** Supplied data follows **

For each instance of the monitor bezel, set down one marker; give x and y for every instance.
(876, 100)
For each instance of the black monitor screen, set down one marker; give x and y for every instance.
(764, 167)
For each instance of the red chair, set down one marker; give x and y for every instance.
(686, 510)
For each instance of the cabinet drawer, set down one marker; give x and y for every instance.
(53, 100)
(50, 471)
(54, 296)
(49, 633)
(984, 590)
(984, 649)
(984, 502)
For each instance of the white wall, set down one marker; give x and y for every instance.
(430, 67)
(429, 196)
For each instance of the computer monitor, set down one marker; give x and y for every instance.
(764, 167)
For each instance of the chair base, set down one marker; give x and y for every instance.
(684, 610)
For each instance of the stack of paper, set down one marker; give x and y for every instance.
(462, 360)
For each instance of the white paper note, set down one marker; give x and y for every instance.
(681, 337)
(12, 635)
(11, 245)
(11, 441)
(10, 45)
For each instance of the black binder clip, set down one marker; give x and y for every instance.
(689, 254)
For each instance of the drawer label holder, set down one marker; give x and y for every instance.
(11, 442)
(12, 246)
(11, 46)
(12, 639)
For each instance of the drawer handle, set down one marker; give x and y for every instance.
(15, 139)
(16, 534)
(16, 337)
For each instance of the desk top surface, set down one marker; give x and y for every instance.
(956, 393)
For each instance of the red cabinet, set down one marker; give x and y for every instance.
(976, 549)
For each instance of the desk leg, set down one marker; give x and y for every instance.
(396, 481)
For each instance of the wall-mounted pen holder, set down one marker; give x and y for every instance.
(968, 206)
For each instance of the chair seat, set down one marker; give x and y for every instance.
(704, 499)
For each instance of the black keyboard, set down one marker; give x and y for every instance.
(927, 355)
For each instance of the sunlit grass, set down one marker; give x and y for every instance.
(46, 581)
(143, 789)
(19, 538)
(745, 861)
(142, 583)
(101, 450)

** End of Supplied data **

→ Aim of the task
All of the records above should be transcribed exactly.

→ Answer below
For each instance of the monitor bezel, set down one marker; give x and y for every instance.
(876, 100)
For each instance of the black monitor screen, set down one marker; give x and y for every instance.
(764, 167)
For each instance of the red chair, set down one marker; give x and y for every instance.
(686, 510)
For each instance of the cabinet drawer, set down one marker; give x and y for every instance.
(53, 100)
(50, 471)
(54, 296)
(49, 633)
(984, 590)
(984, 649)
(984, 502)
For each instance of the white wall, set down one marker; give x and y for every instance.
(430, 67)
(429, 196)
For each instance of the computer monitor, set down one marker; give x and y for every instance.
(764, 167)
For each instance of the chair base, set down one marker; give x and y for every instance.
(684, 610)
For each instance of the stack of paper, set down one marker; give x and y for every instance.
(462, 360)
For each instance of the white paper note, set down one marker; give x and y for every instance.
(681, 337)
(12, 635)
(11, 245)
(11, 441)
(10, 45)
For each instance of the black binder clip, set down one marker; give x and y for every instance.
(689, 254)
For each instance of the drawer label holder, set down one marker; give x and y for every instance.
(11, 442)
(12, 246)
(11, 46)
(12, 639)
For each instance of the drawer handle, set down one marker; give x and y for every instance.
(15, 139)
(16, 534)
(16, 337)
For each instance of the desk top surface, set down one marker; give x and y for every instance.
(956, 393)
For each instance of the red cabinet, set down one marker; give x and y for every instance.
(976, 549)
For each instance of the desk leg, set down one marker; give x and y for every instance.
(396, 481)
For each instance of the wall-mounted pen holder, set down one marker; give x and y for every instance.
(968, 206)
For each instance of the chair seat, set down one marker; give x and y for every instance.
(704, 499)
For each instance of the black keyboard, set down one marker; give x and y for every instance.
(927, 355)
For each instance of the sunlit grass, set down one marker; give x and y for every instance.
(46, 581)
(143, 789)
(19, 538)
(745, 861)
(142, 583)
(101, 450)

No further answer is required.